**** Texto para análise ****

As aplicações estão no nome do ex-presidente Jair Bolsonaro e a de sua filha Laura. Essas aplicações teriam ocorrido em Duque de Caxias, no Rio de Janeiro, e, nas datas tidas como as das aplicações, Bolsonaro estava no Rio de Janeiro. Em todos os casos, houve ocorrência de exclusão dos registros por ‘erro’.

Confira os detalhes:

  • 22h07 de 21 de dezembro de 2022: No nome de Bolsonaro, foi registrada a suposta primeira dose de Pfizer. A aplicação teria sido feita no dia 13 de agosto do ano passado, quatro meses antes do dado ter sido enviado ao Ministério da Saúde.
  • Exclusão: 20h59 de 27 de dezembro de 2022, segundo relatório da PF.
  • 22h08 de 21 de dezembro de 2022: Cerca de um minuto depois aparecem os dados da suposta segunda dose de Pfizer direcionada a Bolsonaro. A aplicação teria ocorrido no dia 14 de outubro do ano passado.

**** Conjunto de dados ****

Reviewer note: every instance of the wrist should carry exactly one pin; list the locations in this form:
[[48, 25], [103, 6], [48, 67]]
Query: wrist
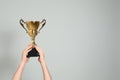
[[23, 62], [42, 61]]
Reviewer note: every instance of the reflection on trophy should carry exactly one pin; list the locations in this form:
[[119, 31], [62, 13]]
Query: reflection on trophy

****
**** Conjunto de dados ****

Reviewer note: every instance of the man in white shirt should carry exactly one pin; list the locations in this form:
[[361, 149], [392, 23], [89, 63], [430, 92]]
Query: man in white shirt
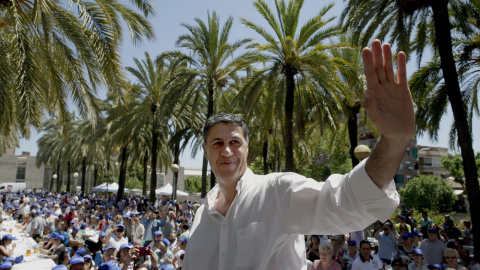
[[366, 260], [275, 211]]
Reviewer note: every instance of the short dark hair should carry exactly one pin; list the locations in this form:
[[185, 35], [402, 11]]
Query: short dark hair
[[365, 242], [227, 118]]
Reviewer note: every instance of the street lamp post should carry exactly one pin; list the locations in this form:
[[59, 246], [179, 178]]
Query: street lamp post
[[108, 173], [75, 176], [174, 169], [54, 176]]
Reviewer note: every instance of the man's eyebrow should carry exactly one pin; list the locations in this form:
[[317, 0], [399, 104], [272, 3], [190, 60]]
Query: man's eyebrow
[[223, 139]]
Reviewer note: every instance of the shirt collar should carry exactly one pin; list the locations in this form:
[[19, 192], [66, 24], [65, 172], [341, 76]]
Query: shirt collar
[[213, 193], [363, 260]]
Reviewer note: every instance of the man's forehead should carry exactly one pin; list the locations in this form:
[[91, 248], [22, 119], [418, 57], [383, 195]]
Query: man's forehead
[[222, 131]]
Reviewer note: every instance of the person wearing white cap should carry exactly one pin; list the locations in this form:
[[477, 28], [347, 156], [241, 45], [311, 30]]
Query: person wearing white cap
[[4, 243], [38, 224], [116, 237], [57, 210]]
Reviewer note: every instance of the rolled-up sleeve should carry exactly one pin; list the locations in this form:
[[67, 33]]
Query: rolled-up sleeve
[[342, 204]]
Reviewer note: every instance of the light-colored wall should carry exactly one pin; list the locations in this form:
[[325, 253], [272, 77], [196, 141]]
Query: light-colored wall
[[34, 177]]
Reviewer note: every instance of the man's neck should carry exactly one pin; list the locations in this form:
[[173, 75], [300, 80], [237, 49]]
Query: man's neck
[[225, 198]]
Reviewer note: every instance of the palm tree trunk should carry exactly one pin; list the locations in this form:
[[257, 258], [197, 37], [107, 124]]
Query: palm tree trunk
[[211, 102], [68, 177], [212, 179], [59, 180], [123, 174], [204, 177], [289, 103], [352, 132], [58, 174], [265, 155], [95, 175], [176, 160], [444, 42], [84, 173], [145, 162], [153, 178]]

****
**** Conjunto de dados ****

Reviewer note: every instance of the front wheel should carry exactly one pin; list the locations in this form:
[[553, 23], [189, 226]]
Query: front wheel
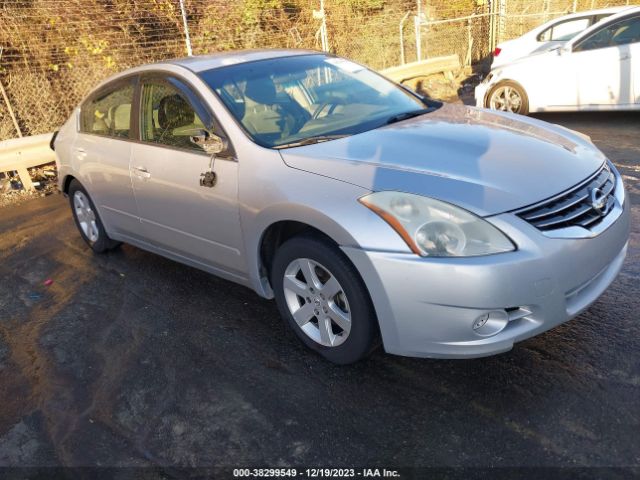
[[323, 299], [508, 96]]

****

| Tarefa 1 |
Diga se cada afirmação abaixo está de acordo com o texto para análise, respondendo sim ou não e citando literalmente as palavras do texto que decidem a questão.
(a) As aplicações teriam ocorrido em Duque de Caxias.
(b) A suposta primeira dose registrada no nome de Bolsonaro era da CoronaVac.
(c) Segundo relatório da PF, a exclusão da suposta primeira dose ocorreu às 20h59 de 27 de dezembro de 2022.
| Tarefa 2 |
Extraia do texto para análise, sem nenhuma alteração, o trecho que vai de "As aplicações estão" até "do ano passado.".
| Tarefa 3 |
Responda com base no texto para análise:
(a) Em que dia teria sido feita a aplicação da suposta primeira dose no nome de Bolsonaro?
(b) Quanto tempo depois do registro da primeira dose aparecem os dados da suposta segunda dose?
(c) Por qual motivo houve exclusão dos registros em todos os casos?

| Resposta 1 |
(a) Sim: "Essas aplicações teriam ocorrido em Duque de Caxias, no Rio de Janeiro"
(b) Não: "foi registrada a suposta primeira dose de Pfizer"
(c) Sim: "Exclusão: 20h59 de 27 de dezembro de 2022, segundo relatório da PF."

| Resposta 2 |
As aplicações estão no nome do ex-presidente Jair Bolsonaro e a de sua filha Laura. Essas aplicações teriam ocorrido em Duque de Caxias, no Rio de Janeiro, e, nas datas tidas como as das aplicações, Bolsonaro estava no Rio de Janeiro. Em todos os casos, houve ocorrência de exclusão dos registros por ‘erro’.

Confira os detalhes:

  • 22h07 de 21 de dezembro de 2022: No nome de Bolsonaro, foi registrada a suposta primeira dose de Pfizer. A aplicação teria sido feita no dia 13 de agosto do ano passado, quatro meses antes do dado ter sido enviado ao Ministério da Saúde.
  • Exclusão: 20h59 de 27 de dezembro de 2022, segundo relatório da PF.
  • 22h08 de 21 de dezembro de 2022: Cerca de um minuto depois aparecem os dados da suposta segunda dose de Pfizer direcionada a Bolsonaro. A aplicação teria ocorrido no dia 14 de outubro do ano passado.

| Resposta 3 |
(a) No dia 13 de agosto do ano passado.
(b) Cerca de um minuto depois.
(c) Por "erro".